» Tasks to carry out
a – In the Disney Springs history text, rewrite the part that begins at the words "Similar to other" and stops after "expand Walt Disney World Village.", with "open-air marketplace" swapped in for "outdoor shopping mall".
b – Using the Disney Springs history text, say yes or no to each statement and quote the words that settle it: (i) The Lake Buena Vista Shopping Village opened on March 22, 1975. (ii) The district was first renamed in 1980. (iii) A plan to expand Walt Disney World Village came out of a brainstorming session.
c – According to the Disney Springs history text, what vision lies behind the resort's many expansions and changes?

As fans know, it was Walt Disney’s vision that the Walt Disney World Resort “keep moving forward, opening new doors and doing new things.” Over the near 30 years that the resort has been open to the public, there have been many expansions and changes.

When was the last time you visited Disney Springs? Whether your most recent visit was three years or three weeks ago, Walt Disney World’s re-imagined waterfront district is continuously evolving with new and creative entertainment experiences for guests.

Similar to other theme park locations in Walt Disney World, Disney Springs has an extensive history. Let’s start at the beginning!

The Beginning

On March 22, 1975, Walt Disney World officially opened the Lake Buena Vista Shopping Village. Envisioned as an outdoor shopping mall, the Village featured a diverse collection of shops, such as The Gourmet Pantry and the It’s a Small World After All store.

Over its 40-plus-year history, the district has been renamed several times with the first change in 1977 to Walt Disney World Village. When Michael Eisner came on board as CEO, Walt Disney World started a plan to infuse the company with a new brand of creativity. At a brainstorming session in the 1980s, Disney top brass discussed existing conditions and future opportunities. Among the numerous outcomes of that meeting was a plan to expand Walt Disney World Village.

» Entries
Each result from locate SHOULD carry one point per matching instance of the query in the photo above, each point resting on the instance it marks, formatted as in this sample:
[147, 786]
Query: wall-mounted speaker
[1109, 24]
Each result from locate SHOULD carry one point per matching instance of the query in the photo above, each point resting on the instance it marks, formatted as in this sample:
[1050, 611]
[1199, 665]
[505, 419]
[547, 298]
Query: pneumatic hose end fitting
...
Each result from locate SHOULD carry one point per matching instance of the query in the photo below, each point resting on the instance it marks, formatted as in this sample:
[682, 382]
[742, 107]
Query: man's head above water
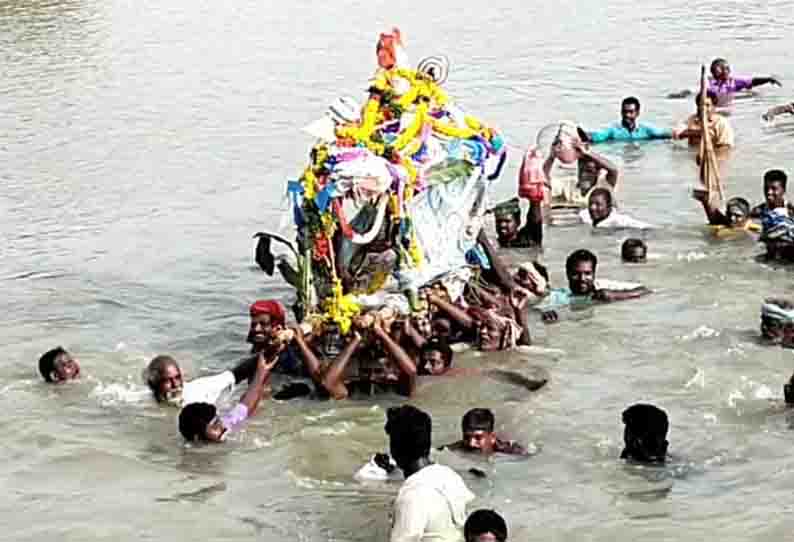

» Task-by-task results
a –
Similar to other theme park locations in Walt Disney World, Disney Springs has an extensive history. Let’s start at the beginning!

The Beginning

On March 22, 1975, Walt Disney World officially opened the Lake Buena Vista Shopping Village. Envisioned as an open-air marketplace, the Village featured a diverse collection of shops, such as The Gourmet Pantry and the It’s a Small World After All store.

Over its 40-plus-year history, the district has been renamed several times with the first change in 1977 to Walt Disney World Village. When Michael Eisner came on board as CEO, Walt Disney World started a plan to infuse the company with a new brand of creativity. At a brainstorming session in the 1980s, Disney top brass discussed existing conditions and future opportunities. Among the numerous outcomes of that meeting was a plan to expand Walt Disney World Village.

b –
(i) Yes: "On March 22, 1975, Walt Disney World officially opened the Lake Buena Vista Shopping Village."
(ii) No: "the first change in 1977 to Walt Disney World Village."
(iii) Yes: "Among the numerous outcomes of that meeting was a plan to expand Walt Disney World Village."

c – The expansions and changes follow Walt Disney's vision that the Walt Disney World Resort "keep moving forward, opening new doors and doing new things."